Dataset records
:::::

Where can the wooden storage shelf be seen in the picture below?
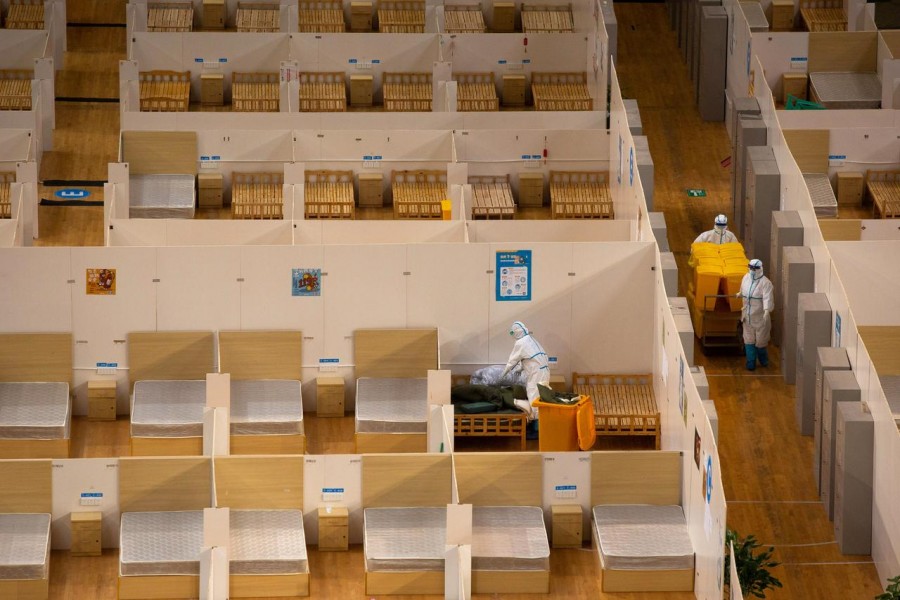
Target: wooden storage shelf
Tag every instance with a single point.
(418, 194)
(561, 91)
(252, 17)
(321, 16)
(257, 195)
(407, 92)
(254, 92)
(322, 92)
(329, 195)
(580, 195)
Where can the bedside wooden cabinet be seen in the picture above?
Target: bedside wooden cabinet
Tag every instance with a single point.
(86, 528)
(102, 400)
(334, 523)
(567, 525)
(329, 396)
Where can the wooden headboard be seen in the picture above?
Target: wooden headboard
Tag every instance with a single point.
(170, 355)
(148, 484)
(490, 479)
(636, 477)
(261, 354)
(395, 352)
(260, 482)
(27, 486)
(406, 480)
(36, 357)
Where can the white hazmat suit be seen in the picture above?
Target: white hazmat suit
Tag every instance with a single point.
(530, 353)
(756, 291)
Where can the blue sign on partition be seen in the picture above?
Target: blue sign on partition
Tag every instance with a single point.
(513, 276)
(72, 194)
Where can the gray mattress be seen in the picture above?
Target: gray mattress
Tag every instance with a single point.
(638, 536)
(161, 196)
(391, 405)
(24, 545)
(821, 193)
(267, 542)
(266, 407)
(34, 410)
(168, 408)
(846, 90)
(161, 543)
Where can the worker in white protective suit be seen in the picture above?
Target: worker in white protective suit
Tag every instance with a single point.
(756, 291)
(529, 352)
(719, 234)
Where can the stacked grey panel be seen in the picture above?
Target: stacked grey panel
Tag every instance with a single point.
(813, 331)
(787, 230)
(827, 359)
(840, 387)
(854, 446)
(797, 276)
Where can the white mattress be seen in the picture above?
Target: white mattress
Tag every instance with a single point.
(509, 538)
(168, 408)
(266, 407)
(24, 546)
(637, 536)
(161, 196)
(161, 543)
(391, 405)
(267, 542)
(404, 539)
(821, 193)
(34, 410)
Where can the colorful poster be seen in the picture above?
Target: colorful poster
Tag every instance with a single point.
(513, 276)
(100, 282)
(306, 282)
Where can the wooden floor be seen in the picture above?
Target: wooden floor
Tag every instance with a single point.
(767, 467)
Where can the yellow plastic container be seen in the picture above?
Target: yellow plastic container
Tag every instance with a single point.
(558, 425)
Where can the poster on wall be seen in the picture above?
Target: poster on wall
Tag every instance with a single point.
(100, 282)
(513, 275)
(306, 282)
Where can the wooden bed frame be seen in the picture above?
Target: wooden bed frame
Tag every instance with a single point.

:::::

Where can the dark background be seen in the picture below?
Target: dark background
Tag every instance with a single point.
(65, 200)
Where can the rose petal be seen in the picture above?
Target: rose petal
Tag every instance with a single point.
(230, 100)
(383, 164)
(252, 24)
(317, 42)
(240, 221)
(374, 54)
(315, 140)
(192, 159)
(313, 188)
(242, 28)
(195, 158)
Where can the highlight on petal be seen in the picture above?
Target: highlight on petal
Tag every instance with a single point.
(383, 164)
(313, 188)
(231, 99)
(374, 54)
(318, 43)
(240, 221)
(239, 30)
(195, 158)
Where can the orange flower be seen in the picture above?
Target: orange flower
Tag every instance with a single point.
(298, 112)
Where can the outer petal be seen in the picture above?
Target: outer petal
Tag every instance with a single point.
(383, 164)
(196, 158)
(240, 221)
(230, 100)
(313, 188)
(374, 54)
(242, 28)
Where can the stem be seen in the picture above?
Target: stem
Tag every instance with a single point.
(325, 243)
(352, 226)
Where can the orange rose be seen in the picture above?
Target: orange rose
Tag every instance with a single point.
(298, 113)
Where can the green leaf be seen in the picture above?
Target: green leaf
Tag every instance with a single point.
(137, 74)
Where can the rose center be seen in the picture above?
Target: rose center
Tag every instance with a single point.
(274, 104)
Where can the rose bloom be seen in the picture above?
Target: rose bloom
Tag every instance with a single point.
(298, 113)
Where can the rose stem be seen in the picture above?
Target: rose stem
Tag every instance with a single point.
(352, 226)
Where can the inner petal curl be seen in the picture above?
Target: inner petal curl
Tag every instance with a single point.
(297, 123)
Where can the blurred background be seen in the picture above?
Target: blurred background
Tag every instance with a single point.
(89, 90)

:::::

AIM
Locate every line in the listing above that contains the word "flower", and copy each of those lines.

COMPLETE OUTPUT
Where can the orange flower be seen in the picture above?
Target: orange flower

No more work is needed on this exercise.